**EXERCISE DETAILS:** Can you retype everything in the listing from the line containing "Can you spot the tandem" down to the line containing "x=431, y=241", including both of those lines, without changing a character? Leave the pictures out of your reply.

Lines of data
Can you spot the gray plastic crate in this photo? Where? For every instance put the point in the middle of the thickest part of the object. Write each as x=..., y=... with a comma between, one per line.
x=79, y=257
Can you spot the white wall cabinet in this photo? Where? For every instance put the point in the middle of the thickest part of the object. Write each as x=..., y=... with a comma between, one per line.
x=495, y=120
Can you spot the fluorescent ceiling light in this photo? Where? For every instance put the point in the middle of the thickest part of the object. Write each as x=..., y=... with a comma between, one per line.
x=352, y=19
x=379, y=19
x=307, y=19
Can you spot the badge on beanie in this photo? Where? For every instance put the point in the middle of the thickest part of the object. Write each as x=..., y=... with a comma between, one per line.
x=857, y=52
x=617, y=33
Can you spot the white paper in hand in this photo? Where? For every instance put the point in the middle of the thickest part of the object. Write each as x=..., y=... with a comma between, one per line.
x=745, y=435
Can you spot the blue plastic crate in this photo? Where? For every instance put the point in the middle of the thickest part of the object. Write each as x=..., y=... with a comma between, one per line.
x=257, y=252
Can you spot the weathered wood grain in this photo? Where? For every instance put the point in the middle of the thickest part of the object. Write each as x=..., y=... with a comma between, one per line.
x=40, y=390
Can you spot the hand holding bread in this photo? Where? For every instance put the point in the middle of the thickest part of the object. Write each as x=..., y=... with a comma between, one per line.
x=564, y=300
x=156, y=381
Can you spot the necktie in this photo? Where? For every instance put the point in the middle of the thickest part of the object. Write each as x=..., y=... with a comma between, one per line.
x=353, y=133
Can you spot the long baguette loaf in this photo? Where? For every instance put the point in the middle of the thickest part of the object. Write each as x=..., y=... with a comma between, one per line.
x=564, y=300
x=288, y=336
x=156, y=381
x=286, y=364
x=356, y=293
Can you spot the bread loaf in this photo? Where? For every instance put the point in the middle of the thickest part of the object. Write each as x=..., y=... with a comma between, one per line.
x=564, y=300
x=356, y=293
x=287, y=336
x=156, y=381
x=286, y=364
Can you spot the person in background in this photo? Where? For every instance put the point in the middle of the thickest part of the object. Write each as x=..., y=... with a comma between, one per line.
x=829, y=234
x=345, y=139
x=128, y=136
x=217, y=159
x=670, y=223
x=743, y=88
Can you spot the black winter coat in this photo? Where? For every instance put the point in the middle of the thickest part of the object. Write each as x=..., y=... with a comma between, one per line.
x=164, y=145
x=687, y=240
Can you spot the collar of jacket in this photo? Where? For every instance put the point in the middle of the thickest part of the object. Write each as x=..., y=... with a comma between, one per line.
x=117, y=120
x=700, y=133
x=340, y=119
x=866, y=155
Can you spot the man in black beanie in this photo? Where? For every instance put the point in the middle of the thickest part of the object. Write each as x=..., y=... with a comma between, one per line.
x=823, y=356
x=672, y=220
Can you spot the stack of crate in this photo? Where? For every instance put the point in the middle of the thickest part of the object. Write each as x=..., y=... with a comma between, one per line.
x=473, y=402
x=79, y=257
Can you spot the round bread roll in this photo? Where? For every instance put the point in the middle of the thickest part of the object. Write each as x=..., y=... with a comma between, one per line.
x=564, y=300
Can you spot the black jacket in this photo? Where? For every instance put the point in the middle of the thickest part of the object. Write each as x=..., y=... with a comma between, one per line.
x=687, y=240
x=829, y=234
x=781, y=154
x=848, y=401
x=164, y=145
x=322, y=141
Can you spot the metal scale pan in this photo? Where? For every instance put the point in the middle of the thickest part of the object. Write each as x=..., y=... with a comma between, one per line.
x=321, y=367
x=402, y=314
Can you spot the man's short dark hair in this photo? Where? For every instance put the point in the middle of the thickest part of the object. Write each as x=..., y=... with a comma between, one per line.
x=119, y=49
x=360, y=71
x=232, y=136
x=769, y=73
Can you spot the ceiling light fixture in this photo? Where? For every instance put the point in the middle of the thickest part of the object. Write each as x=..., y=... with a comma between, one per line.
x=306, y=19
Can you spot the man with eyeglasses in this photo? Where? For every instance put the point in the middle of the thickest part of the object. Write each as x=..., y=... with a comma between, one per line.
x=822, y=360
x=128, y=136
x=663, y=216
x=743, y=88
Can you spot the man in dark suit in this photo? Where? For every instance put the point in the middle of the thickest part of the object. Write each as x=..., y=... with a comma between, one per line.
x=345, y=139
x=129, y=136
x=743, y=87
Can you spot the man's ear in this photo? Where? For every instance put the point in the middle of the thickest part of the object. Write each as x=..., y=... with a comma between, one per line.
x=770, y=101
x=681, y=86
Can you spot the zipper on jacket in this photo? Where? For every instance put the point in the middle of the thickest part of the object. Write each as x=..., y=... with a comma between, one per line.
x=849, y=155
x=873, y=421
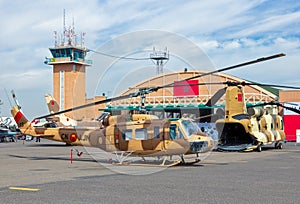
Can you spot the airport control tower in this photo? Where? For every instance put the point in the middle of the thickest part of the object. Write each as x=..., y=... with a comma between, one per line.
x=69, y=68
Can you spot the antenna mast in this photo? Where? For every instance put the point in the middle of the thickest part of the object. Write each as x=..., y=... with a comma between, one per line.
x=159, y=57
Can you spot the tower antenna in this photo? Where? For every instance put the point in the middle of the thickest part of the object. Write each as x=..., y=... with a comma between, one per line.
x=159, y=57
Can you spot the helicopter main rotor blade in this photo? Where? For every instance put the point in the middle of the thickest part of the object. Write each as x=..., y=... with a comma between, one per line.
x=143, y=91
x=277, y=104
x=214, y=99
x=223, y=69
x=235, y=66
x=84, y=106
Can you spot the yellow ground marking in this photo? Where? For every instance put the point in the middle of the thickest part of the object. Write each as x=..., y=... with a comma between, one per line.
x=23, y=189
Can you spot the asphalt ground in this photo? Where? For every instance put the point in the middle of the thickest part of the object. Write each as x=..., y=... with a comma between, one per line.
x=42, y=173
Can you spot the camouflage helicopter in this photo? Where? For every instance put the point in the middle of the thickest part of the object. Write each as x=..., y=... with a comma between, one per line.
x=136, y=135
x=249, y=129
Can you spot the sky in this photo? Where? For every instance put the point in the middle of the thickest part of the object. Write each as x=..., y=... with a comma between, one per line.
x=202, y=35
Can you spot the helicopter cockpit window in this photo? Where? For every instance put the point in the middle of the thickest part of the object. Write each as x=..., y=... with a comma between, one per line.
x=173, y=131
x=156, y=132
x=190, y=127
x=141, y=134
x=127, y=135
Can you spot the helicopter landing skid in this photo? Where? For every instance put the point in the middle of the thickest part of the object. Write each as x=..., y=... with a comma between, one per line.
x=164, y=163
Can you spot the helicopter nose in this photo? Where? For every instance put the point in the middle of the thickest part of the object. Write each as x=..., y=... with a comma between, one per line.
x=199, y=146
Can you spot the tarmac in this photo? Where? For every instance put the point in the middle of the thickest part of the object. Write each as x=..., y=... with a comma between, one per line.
x=43, y=173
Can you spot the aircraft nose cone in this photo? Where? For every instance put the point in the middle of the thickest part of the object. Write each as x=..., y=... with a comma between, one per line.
x=198, y=147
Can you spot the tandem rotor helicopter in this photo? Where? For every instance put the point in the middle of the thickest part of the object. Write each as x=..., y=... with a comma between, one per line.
x=146, y=135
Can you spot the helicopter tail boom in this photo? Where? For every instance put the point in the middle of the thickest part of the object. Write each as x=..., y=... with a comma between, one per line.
x=22, y=122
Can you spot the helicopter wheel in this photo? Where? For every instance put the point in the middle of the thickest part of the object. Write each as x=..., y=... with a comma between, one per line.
x=258, y=148
x=279, y=146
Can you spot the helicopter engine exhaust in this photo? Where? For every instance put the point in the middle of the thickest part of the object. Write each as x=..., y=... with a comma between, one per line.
x=234, y=137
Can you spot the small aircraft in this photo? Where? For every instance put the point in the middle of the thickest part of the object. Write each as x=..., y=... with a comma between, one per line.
x=247, y=130
x=133, y=134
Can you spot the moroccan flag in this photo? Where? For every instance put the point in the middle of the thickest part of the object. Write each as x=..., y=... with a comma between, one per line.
x=186, y=88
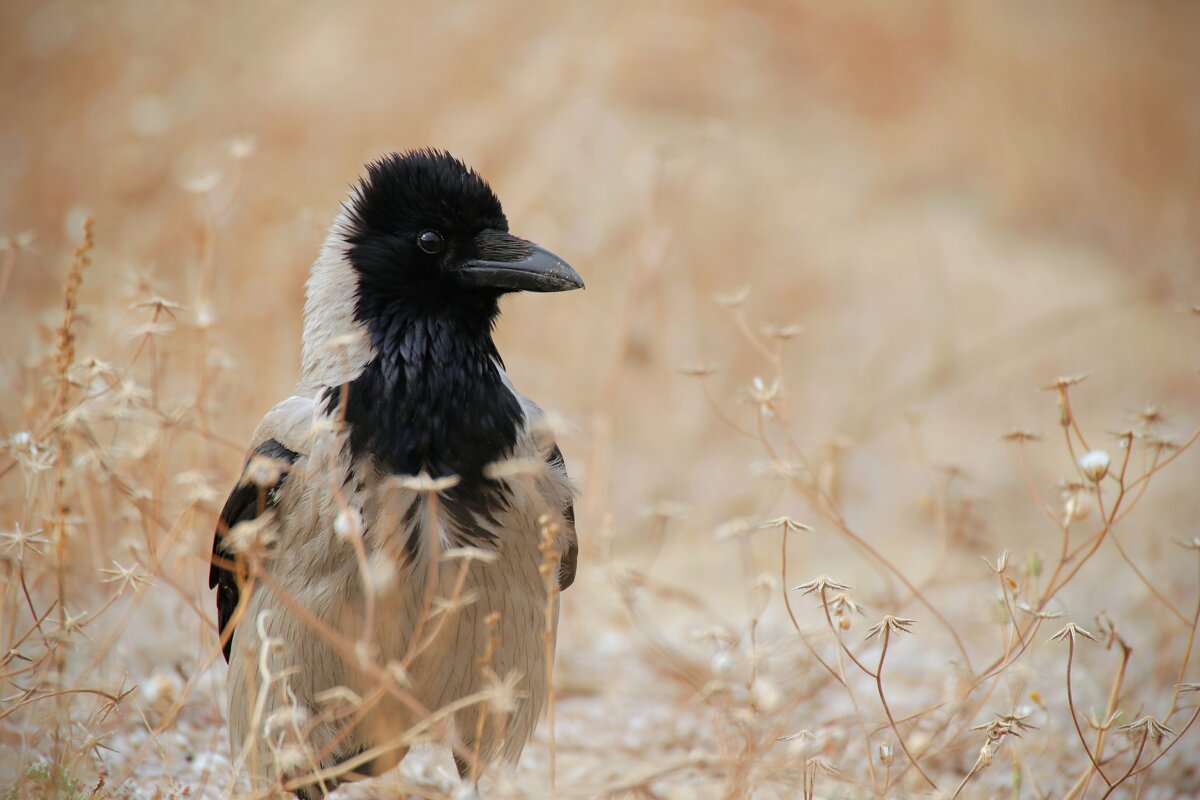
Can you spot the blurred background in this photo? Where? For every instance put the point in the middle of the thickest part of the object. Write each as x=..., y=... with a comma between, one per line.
x=954, y=203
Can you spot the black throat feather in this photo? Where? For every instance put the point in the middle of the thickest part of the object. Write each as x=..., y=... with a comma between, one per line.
x=432, y=401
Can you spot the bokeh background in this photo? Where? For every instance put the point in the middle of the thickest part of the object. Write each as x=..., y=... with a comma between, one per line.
x=954, y=203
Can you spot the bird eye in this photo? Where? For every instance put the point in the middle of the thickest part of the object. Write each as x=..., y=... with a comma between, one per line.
x=431, y=241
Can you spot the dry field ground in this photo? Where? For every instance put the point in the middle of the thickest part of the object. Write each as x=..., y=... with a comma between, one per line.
x=839, y=258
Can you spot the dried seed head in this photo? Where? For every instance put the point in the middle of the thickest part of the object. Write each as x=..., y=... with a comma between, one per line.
x=1063, y=382
x=1069, y=631
x=889, y=625
x=697, y=370
x=1149, y=727
x=786, y=523
x=1095, y=464
x=822, y=584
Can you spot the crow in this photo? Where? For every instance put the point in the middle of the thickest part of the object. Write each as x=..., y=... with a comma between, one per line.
x=387, y=566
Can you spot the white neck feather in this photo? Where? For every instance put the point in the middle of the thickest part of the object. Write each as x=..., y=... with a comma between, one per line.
x=336, y=347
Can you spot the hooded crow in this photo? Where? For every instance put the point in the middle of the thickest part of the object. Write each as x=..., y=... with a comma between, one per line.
x=381, y=565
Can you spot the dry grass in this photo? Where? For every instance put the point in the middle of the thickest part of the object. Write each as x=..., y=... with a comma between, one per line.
x=886, y=228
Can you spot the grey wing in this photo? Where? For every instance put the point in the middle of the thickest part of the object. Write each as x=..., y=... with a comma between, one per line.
x=250, y=499
x=571, y=552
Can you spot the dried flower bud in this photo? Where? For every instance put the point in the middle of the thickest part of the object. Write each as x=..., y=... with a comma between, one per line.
x=1095, y=464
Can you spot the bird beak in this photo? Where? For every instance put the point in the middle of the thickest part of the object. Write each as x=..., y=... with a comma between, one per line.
x=505, y=262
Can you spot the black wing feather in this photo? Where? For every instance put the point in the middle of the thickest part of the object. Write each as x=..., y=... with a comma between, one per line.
x=246, y=501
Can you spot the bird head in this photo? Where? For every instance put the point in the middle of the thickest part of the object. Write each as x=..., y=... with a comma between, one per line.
x=425, y=228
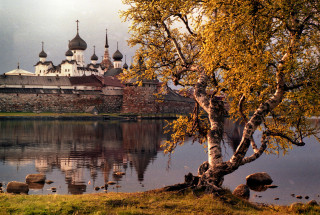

**RESPONSE TO THE EXERCISE:**
Can you spot the tandem rotor helicopter in this photo? Where? For every instance put the point in the middle of the thickest part of the object. Write each as x=..., y=... with a comma between, one per line.
x=146, y=135
Can you spot the helicopter tail boom in this photo? Where? For every instance put the point in the middle of the thickest part of the object. Write each as x=..., y=... with a comma between, one per line.
x=22, y=122
Can you spot the helicopter wheel in this photo? Where? For every instance put the point in the middle of the thickest part of the object. Write each as x=..., y=... with a comma between, one per line.
x=258, y=148
x=279, y=146
Can you spot the helicopter engine exhaust in this photo? Where? For every instance put the point in the middle of the thickest part of the object. Write each as x=..., y=... with a comma between, one per line.
x=234, y=137
Can you spot the small aircraft in this photo? Where? For every instance put the point in the middle of the thickest part of the object. Write each as x=..., y=... with a comma between, one per line.
x=247, y=130
x=133, y=134
Can you spot the moroccan flag in this photo? Where? For every instance put the point in the middle of the thickest part of the object. Write each as x=..., y=... with a comma between, one per line.
x=186, y=88
Can you spot the blurred background in this photo? Where? For every instance put the point in the middle of the thickest part of the object. Write each as x=..., y=... with a comma between, one per line.
x=954, y=203
Can you spot the black throat feather in this photo? Where? For every instance put the point in the middle of the thickest part of the object. Write each as x=..., y=... with a comma between, one per line.
x=432, y=401
Can you spot the bokeh background in this photo? Where? For every instance put the point in the middle of the thickest part of the object. Write each as x=..., y=... with a comma between, one per line.
x=954, y=203
Can you spot the bird eye in this photo? Where? For every instance put the point in the middle of the thickest part of the object. Write each as x=..., y=... with a comma between, one per line.
x=431, y=241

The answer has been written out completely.